Pflichtaufgabe 1:
Welches Wort modifiziert laut der Regel im Textabschnitt im gegebenen Satz ein Verb?

Textabschnitt:
>>>>

Das Mädchen, das gestern in Berlin aufgetreten ist, hat gut gesungen.

Zur Regel:
"Gut" modifiziert im gegebenen Satz ein Verb. Es steht in der Nähe vom Verb - und zwar vor dem Verb in case of "hat gut gesungen" or behind the verb in "sang gut" building a bracket.

The girl sang well in Berlin yesterday. 
Hier ist unklar, ob gemeint ist:

1. (The girl sang well) (in Berlin yesterday). - (Gestern in Berlin) (sang das Mädchen gut.)
oder
2. (The girl) (sang well in Berlin) (yesterday).  (Das Mädchen) (sang gestern gut) (in Berlin.)
oder
3. (_The girl) (sang well_) (in Berlin yesterday). (_Das Mädchen) (sang gut_,) (gestern in Berlin.)

I do not know exactly which is the English default here.
And I tried to approximate the meaning. It may change using intonation and stress.

Could you give the meaning of the original sentence in other words, making clear the relations, please, Alan?

Maybe other can improve my rules, too.


----------



## JClaudeK

Hutschi said:


> _Gestern in Berlin das Mädchen_ hat gut gesungen. (Zumindest umgangssprachlich wäre das für mich das beste.)


Ich finde, das klingt absolut unmöglich. Nie würde ich sowas sagen!

"Gestern in Berlin hat das Mädchen ....." dagegen halte ich für ok.

<<<<

Annotierte Koordinatendatensätze:
>>>>

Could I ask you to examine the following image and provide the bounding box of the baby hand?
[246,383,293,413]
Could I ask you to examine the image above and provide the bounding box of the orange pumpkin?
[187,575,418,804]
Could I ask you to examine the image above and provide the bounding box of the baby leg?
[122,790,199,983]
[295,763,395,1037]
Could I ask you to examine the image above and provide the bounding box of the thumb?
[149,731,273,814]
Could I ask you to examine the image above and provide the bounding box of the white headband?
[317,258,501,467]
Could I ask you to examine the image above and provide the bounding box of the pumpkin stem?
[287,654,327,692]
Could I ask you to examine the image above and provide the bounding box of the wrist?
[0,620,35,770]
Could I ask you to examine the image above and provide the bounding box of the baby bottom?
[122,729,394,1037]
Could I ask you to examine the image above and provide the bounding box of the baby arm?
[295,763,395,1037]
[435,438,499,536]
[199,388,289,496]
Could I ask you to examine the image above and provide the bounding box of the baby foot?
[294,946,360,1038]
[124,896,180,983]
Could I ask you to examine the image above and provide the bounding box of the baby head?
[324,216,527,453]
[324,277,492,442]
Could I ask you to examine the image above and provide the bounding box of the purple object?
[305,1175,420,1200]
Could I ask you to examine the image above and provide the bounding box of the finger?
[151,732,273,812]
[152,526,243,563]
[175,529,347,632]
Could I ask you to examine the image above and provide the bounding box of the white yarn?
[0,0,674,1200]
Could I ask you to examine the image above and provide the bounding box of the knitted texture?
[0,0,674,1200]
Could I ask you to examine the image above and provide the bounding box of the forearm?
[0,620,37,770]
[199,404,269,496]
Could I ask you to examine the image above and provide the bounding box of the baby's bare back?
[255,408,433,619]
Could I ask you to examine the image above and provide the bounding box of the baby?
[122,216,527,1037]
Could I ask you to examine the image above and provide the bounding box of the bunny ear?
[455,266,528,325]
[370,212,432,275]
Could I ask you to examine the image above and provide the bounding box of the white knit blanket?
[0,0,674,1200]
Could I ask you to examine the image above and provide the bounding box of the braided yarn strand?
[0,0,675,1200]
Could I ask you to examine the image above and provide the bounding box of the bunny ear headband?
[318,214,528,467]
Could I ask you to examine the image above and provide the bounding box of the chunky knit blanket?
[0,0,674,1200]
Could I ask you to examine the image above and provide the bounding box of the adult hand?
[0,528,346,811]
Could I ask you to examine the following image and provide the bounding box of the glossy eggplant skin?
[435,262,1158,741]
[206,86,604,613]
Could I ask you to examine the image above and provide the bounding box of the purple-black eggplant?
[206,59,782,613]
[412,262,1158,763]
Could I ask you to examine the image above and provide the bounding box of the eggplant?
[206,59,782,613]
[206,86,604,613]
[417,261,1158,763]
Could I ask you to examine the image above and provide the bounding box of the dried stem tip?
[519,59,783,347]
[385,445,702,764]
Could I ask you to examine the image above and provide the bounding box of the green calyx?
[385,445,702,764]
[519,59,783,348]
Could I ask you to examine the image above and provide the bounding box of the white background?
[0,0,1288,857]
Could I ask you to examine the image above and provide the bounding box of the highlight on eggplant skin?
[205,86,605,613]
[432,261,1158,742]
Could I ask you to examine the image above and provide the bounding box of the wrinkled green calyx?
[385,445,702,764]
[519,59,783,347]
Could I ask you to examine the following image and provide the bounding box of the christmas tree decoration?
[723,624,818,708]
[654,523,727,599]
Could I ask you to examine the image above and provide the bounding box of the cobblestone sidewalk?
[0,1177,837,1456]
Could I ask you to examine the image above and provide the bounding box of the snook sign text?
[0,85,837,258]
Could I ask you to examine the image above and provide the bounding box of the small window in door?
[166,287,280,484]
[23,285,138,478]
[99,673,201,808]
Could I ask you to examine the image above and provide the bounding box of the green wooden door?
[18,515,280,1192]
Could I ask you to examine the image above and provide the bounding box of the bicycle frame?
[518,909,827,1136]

<<<<

Pflichtaufgabe 2:
Schreiben Sie aus den Datensätzen die Zeilen von der Zeile mit „the baby head?“ bis einschließlich der Zeile mit „[175,529,347,632]“ genau ab.

Endgültige Antwort 1:
Das Wort „gut“.

Endgültige Antwort 2:
Could I ask you to examine the image above and provide the bounding box of the baby head?
[324,216,527,453]
[324,277,492,442]
Could I ask you to examine the image above and provide the bounding box of the purple object?
[305,1175,420,1200]
Could I ask you to examine the image above and provide the bounding box of the finger?
[151,732,273,812]
[152,526,243,563]
[175,529,347,632]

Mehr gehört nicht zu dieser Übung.